▸ **WORK INSTRUCTIONS**:
Copy every line from the one containing "like [287, 549]." through the last line of the records below, both included, and nothing else.

▸ **INPUT FOR THIS TASK**:
┌──
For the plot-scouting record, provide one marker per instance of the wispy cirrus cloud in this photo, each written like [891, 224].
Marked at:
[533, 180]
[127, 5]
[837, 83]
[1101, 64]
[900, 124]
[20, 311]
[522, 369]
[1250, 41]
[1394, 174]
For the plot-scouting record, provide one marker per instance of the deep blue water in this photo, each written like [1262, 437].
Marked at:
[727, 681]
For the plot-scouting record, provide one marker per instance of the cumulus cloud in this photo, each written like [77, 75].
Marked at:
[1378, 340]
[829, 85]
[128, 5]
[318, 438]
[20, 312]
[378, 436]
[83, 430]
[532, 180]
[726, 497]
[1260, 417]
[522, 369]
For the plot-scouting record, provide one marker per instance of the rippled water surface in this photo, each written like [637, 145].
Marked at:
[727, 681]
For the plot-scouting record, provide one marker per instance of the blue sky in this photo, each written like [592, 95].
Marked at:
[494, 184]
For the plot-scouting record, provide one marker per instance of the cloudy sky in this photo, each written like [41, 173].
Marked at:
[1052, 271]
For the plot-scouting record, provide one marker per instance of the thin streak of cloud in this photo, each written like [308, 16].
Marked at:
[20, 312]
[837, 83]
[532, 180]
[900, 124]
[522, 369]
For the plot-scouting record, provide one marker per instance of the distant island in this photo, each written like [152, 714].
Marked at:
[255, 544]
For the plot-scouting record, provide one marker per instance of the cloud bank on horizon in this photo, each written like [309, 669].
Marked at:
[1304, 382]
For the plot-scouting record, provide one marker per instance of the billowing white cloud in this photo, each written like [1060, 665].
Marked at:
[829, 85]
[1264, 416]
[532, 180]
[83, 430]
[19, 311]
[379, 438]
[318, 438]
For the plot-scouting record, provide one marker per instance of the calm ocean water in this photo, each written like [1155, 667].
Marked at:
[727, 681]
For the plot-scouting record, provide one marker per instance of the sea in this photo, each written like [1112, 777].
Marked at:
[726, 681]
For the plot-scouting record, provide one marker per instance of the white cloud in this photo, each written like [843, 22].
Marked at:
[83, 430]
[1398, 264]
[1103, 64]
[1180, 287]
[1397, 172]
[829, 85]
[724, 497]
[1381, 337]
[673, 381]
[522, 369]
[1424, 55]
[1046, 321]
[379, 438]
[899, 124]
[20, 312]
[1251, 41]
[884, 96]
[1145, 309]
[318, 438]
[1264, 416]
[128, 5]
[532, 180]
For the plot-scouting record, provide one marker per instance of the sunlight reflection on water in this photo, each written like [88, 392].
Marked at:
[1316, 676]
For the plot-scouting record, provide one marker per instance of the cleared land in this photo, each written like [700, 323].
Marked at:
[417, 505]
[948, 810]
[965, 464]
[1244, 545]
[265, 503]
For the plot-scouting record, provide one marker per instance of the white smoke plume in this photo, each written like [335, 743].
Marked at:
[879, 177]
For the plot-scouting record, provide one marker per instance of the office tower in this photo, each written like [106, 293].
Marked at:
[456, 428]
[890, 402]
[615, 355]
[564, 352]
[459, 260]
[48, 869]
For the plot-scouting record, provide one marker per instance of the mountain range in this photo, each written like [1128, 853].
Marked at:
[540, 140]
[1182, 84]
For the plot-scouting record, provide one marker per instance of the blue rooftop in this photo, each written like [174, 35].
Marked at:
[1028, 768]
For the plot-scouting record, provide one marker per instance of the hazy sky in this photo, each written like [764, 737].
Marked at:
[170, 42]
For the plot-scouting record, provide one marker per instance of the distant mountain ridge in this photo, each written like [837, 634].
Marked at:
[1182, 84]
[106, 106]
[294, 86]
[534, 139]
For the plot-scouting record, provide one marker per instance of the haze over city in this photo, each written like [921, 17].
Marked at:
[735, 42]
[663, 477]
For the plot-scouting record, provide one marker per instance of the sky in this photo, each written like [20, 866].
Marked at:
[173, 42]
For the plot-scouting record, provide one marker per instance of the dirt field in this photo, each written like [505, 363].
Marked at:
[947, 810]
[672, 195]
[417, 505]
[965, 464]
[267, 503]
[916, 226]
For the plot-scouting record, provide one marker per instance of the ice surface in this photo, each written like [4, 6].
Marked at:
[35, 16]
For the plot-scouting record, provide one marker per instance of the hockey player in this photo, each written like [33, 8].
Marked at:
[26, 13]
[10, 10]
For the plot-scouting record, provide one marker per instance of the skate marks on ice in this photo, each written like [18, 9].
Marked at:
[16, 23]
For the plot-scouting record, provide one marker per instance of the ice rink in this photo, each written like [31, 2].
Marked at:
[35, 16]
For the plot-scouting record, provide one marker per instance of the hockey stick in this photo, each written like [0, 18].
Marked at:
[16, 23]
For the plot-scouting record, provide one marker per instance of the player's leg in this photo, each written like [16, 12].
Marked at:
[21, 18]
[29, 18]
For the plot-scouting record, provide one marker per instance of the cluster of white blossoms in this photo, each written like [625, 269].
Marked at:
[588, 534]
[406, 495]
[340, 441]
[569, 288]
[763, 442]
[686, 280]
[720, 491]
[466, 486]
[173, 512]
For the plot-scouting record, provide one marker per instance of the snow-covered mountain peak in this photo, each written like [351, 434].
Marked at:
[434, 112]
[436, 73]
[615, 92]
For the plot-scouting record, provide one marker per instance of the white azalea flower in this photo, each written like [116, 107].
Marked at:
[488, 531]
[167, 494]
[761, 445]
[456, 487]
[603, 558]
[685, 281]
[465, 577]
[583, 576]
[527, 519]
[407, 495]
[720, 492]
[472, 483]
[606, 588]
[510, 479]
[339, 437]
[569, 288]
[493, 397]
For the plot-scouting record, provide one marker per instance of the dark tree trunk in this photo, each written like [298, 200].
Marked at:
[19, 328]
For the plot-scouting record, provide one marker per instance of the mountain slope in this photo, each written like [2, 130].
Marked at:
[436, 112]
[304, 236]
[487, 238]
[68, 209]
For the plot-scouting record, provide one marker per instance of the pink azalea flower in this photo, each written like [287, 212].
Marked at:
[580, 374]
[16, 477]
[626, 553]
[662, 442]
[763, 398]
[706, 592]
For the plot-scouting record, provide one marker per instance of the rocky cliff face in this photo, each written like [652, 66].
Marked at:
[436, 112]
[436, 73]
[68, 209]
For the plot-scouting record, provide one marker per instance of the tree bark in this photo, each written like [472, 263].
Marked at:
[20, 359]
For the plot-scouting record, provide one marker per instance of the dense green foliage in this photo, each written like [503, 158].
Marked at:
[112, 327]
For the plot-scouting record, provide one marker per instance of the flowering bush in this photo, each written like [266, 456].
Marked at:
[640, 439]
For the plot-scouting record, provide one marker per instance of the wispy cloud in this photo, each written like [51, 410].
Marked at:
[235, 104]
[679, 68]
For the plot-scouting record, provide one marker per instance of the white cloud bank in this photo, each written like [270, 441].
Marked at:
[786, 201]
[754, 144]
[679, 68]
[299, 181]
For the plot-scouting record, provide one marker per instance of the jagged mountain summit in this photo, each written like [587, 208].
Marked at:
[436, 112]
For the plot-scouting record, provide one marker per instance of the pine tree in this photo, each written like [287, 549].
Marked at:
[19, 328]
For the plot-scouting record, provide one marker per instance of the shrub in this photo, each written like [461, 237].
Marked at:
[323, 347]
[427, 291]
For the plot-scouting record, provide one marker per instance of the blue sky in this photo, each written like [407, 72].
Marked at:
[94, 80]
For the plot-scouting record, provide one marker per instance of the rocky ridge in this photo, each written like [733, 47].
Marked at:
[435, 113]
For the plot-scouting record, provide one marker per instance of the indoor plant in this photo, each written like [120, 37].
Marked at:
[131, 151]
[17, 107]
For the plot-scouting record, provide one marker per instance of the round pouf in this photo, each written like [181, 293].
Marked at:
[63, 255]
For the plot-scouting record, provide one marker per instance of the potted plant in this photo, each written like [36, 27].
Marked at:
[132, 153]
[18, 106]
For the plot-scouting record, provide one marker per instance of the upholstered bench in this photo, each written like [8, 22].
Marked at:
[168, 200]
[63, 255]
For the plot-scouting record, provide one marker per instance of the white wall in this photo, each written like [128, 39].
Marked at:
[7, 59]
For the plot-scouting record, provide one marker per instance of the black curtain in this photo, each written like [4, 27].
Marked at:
└──
▸ **RESPONSE BELOW**:
For the plot-scouting record, provide one marker per instance of the pine tree in this photo, each written like [287, 549].
Marked at:
[19, 328]
For the plot-scouting record, provide one marker per instance of the shrub in this photo, each written like [461, 237].
Marked at:
[323, 347]
[427, 291]
For the plot-scouting record, provide one marker per instance of the blue sky in this photo, each written like [407, 72].
Marked at:
[94, 80]
For the plot-scouting record, provide one marker per instance of the rocky ridge in this photo, each written like [733, 47].
Marked at:
[435, 113]
For the plot-scouting record, provide one marker per instance of the indoor plant in this photo, each written like [120, 37].
Marked at:
[131, 151]
[17, 107]
For the plot-scouting record, provide one marker per instance of the round pouf in this photo, each written like [181, 293].
Marked at:
[63, 255]
For the plot-scouting record, provide one marker per instance of the potted plant in this photo, each written like [36, 27].
Marked at:
[132, 153]
[18, 106]
For the plot-scouting record, provide one marker per instance of the upholstered bench in this photo, each written like [8, 22].
Marked at:
[168, 200]
[63, 255]
For the plot-scouting record, provide one marker per instance of the white wall in this photo, each written like [128, 39].
Marked at:
[7, 59]
For the plot-scouting record, provide one marker per instance of the black curtain in this photo, each written like [4, 27].
Marked at:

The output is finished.